* Your goal *
How many of the lines below contain the word "petal", with case counting? Give only the number.

* Material for this exercise *

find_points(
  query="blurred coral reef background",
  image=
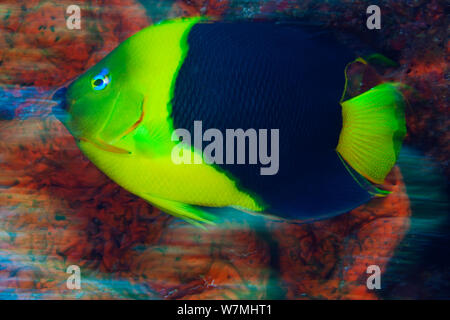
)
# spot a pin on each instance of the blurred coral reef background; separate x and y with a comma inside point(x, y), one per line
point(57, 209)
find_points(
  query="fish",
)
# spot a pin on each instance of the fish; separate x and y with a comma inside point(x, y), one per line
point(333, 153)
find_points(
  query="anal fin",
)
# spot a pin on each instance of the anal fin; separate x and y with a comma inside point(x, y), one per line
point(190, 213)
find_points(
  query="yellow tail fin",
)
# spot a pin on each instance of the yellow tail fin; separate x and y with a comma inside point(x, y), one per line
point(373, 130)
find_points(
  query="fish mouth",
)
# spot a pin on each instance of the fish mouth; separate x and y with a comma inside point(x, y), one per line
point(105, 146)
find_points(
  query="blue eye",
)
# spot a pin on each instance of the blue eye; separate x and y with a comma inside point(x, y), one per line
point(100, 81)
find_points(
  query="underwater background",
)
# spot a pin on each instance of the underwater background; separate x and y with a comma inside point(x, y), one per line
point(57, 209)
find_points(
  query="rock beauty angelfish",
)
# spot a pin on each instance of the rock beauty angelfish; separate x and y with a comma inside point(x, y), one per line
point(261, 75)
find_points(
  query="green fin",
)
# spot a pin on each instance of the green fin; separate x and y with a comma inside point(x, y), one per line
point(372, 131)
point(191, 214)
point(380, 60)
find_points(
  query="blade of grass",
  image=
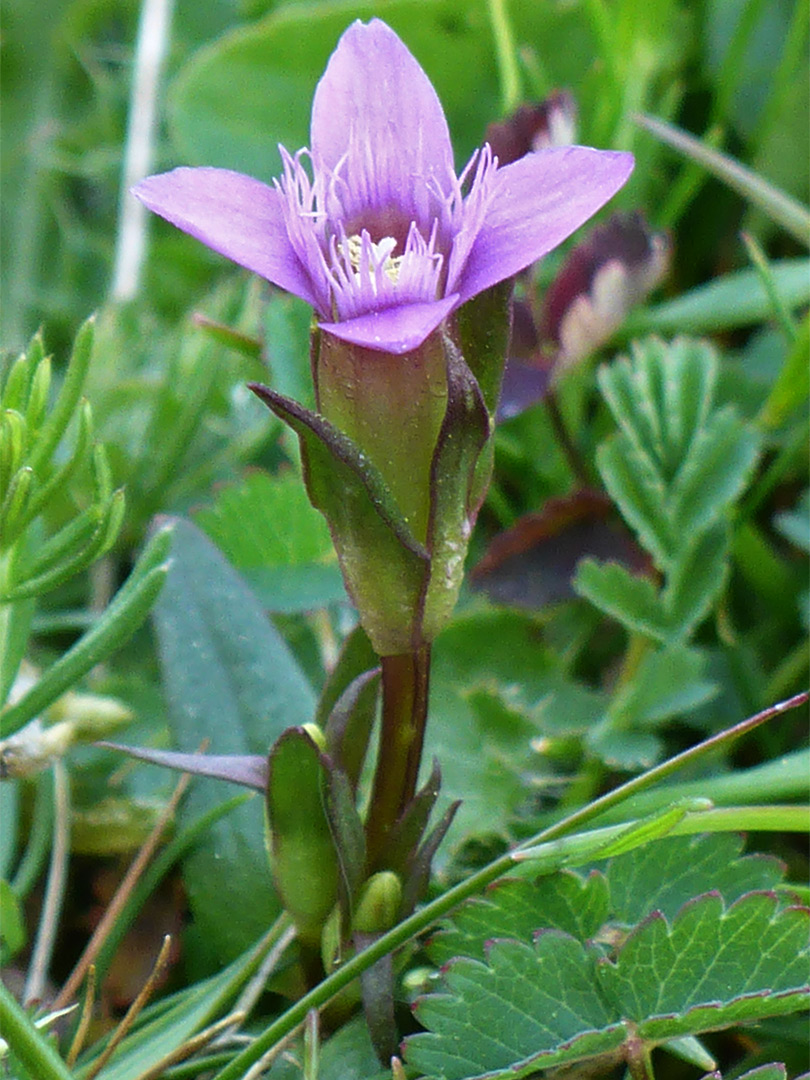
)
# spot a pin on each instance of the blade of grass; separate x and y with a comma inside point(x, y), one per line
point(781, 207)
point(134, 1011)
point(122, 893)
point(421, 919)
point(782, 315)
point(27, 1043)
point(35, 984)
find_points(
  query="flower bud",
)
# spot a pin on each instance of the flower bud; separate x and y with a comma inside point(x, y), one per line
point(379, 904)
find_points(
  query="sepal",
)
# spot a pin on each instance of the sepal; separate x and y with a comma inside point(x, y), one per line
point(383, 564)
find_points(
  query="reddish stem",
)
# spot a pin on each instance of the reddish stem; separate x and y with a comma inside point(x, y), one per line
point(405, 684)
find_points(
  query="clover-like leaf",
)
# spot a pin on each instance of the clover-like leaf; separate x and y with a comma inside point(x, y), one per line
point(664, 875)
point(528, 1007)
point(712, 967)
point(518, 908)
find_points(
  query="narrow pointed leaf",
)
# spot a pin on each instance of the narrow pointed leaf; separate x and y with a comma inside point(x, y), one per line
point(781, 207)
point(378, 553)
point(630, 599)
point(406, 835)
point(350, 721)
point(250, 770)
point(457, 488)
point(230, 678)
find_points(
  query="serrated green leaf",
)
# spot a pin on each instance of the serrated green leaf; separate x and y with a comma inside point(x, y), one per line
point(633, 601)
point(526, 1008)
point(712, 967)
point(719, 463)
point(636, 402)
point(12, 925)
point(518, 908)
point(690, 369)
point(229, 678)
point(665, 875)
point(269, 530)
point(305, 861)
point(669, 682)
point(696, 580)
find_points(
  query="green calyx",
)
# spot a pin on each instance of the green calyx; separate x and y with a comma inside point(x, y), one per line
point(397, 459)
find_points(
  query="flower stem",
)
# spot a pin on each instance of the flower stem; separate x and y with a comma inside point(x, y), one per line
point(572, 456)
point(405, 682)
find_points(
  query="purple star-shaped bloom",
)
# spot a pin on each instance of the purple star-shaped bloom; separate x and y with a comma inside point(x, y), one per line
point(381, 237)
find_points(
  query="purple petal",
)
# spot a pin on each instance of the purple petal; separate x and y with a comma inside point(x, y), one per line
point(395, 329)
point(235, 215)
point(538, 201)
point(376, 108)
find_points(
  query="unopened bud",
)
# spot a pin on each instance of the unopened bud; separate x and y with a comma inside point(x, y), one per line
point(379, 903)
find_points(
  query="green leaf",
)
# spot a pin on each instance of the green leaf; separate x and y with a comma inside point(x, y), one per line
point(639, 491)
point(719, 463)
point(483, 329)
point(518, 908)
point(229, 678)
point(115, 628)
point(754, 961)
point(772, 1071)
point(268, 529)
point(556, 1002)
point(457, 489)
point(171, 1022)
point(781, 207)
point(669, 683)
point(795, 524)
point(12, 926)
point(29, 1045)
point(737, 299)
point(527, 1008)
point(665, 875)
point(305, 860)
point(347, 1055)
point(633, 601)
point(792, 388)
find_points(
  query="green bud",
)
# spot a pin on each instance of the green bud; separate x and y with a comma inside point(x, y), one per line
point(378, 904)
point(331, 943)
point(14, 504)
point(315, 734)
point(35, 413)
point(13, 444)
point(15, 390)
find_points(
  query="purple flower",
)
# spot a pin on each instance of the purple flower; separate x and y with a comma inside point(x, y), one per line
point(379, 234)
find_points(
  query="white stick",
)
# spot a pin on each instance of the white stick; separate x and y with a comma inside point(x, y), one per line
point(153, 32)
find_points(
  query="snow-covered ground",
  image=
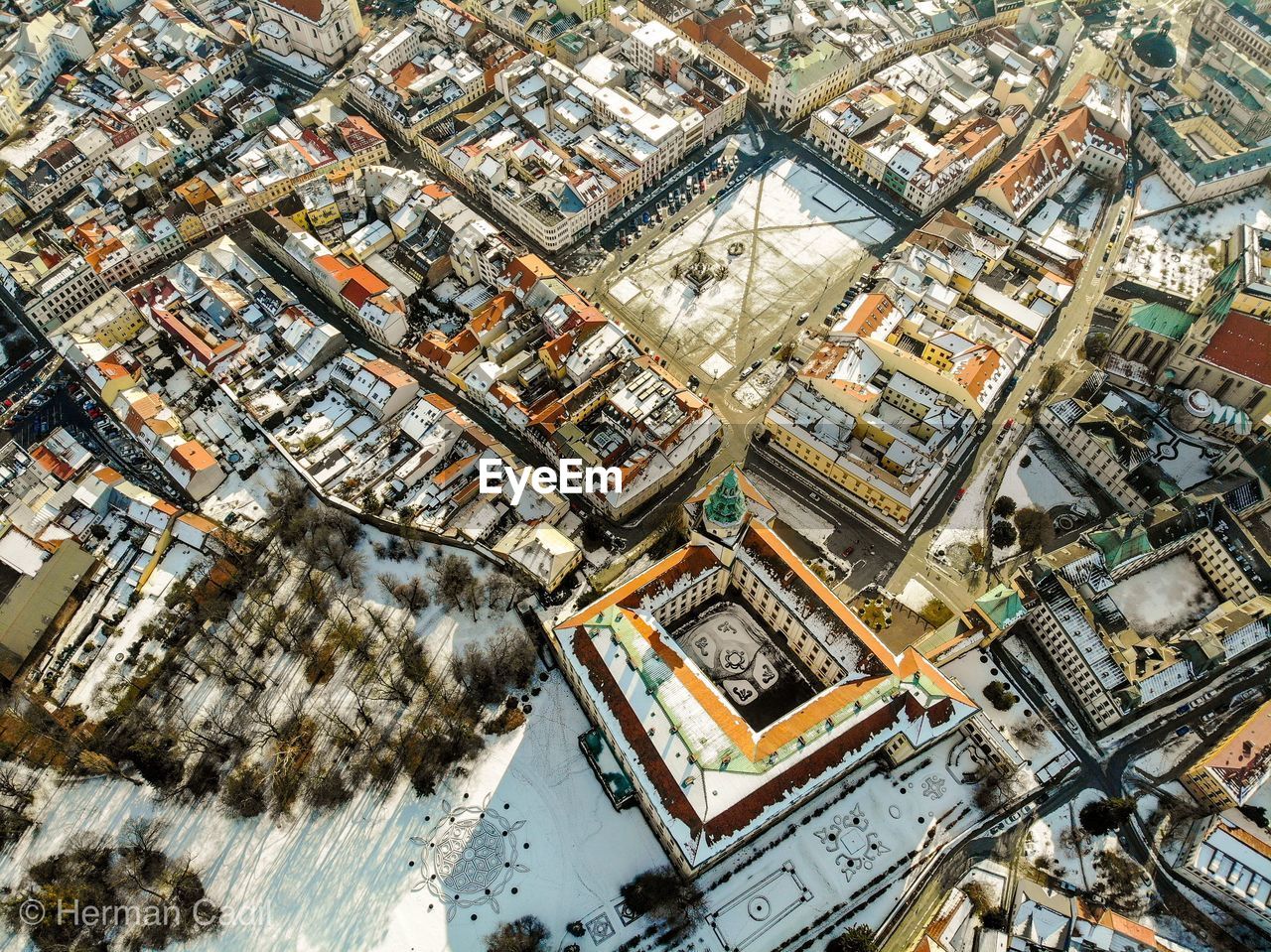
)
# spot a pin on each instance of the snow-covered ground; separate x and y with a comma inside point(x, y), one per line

==

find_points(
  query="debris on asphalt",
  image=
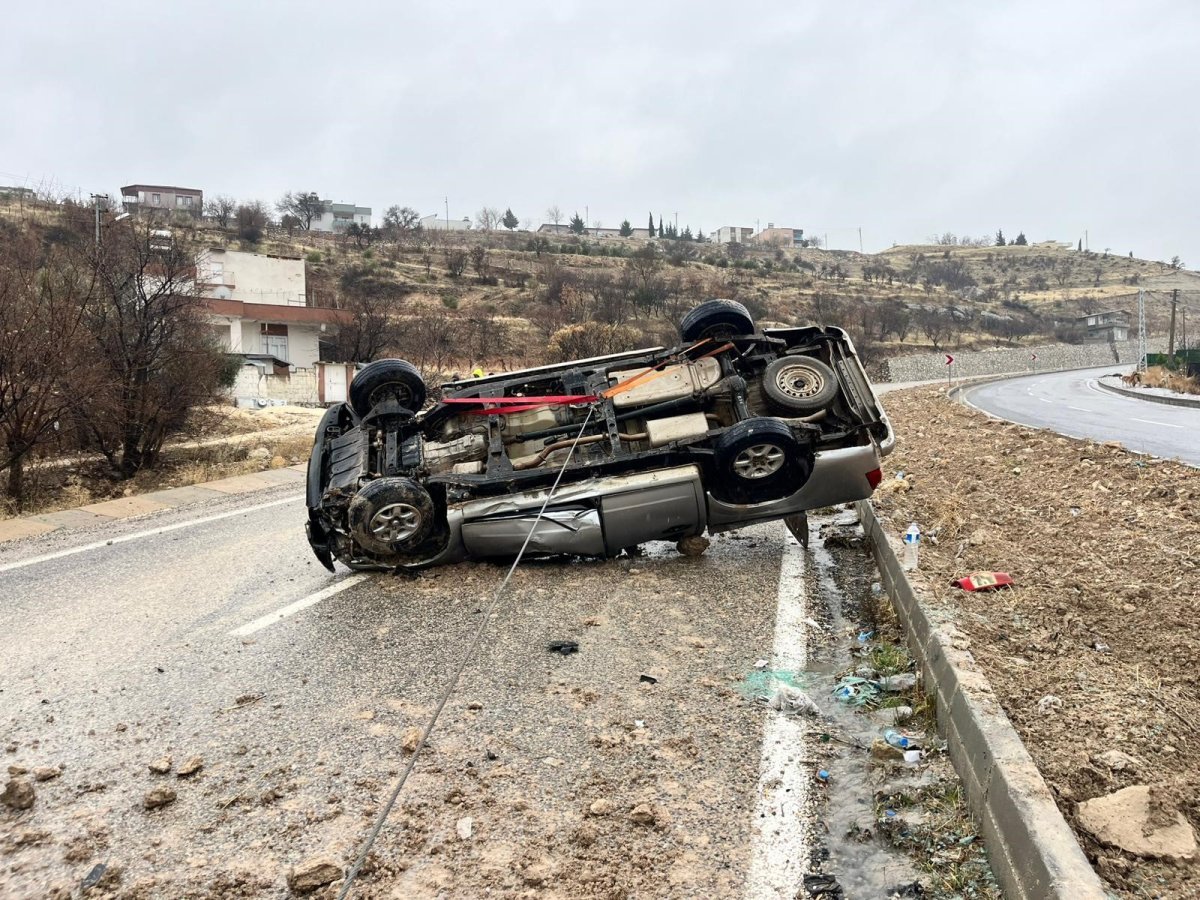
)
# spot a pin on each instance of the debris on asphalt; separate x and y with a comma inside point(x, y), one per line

* Result of the exercise *
2